Segment Start: SUPPLIED INFORMATION
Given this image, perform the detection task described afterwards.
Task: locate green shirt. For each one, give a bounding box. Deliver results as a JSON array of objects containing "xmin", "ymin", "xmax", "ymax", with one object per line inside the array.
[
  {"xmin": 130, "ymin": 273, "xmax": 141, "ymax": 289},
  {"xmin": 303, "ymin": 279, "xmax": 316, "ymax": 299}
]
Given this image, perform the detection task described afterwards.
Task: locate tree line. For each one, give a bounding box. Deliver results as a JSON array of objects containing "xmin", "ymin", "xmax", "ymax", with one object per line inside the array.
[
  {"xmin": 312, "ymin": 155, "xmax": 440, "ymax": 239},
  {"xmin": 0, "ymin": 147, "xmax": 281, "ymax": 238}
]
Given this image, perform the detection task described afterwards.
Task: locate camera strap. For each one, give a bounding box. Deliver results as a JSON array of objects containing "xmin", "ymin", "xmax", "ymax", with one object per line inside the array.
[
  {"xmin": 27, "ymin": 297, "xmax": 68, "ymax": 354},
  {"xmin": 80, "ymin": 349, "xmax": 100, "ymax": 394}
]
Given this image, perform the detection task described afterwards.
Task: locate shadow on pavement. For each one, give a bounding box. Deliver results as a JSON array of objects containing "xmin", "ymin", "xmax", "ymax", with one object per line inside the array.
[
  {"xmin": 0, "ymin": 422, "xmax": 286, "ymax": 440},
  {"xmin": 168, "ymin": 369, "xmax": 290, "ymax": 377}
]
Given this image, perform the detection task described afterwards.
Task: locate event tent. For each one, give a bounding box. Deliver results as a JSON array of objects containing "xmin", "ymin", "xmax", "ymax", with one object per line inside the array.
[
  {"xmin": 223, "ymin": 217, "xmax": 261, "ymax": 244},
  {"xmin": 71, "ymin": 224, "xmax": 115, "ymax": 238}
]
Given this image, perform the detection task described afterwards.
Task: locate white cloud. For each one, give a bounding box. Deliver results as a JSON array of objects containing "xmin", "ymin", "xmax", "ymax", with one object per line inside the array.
Segment End: SUPPLIED INFORMATION
_WORK INSTRUCTION:_ Each line, beginning at the one that contains "Task: locate green" and continuing through the end of the records, must be written out exactly, first and last included.

_WRITTEN RESPONSE:_
Task: locate green shirt. For each one, give a bounding box. Deliver results as a JSON array of objects containing "xmin", "ymin", "xmax", "ymax", with one object per line inside the array.
[
  {"xmin": 130, "ymin": 273, "xmax": 141, "ymax": 289},
  {"xmin": 303, "ymin": 279, "xmax": 316, "ymax": 299}
]
Given this image, perform the detection task described afterwards.
Task: locate tree line. For each one, give a bounding box. Deliver results as a JSON array of objects containing "xmin", "ymin", "xmax", "ymax", with one object per line inside the array.
[
  {"xmin": 312, "ymin": 155, "xmax": 440, "ymax": 239},
  {"xmin": 0, "ymin": 147, "xmax": 281, "ymax": 238}
]
Given this image, perform the detection task described afterwards.
Task: locate camera strap. For each one, give a bounding box. Deliver results as a JSON array of objects containing "xmin", "ymin", "xmax", "ymax", with one object per line inside the array.
[
  {"xmin": 27, "ymin": 297, "xmax": 68, "ymax": 354},
  {"xmin": 80, "ymin": 349, "xmax": 100, "ymax": 394}
]
Given this image, perform the detection task described afterwards.
Task: locate shadow on pavement. For each one, give a bounding box. Deliver results as a JSON array of objects containing "xmin", "ymin", "xmax", "ymax", with one object per line inside the array.
[
  {"xmin": 0, "ymin": 422, "xmax": 286, "ymax": 440},
  {"xmin": 168, "ymin": 369, "xmax": 290, "ymax": 377}
]
Given this image, perform the detection task described afterwards.
Task: locate event tent. For each one, give a bounding box. Deliver results as a JSON array of objects containing "xmin", "ymin", "xmax", "ymax", with one object per line inside the array.
[
  {"xmin": 223, "ymin": 217, "xmax": 261, "ymax": 244},
  {"xmin": 71, "ymin": 224, "xmax": 115, "ymax": 238}
]
Given this image, perform the detection task described afterwards.
Task: locate white cloud. For each one, give a bounding box. Deliver results as a JSON array of objects containing "xmin", "ymin", "xmax", "ymax", with one object per line inside the array.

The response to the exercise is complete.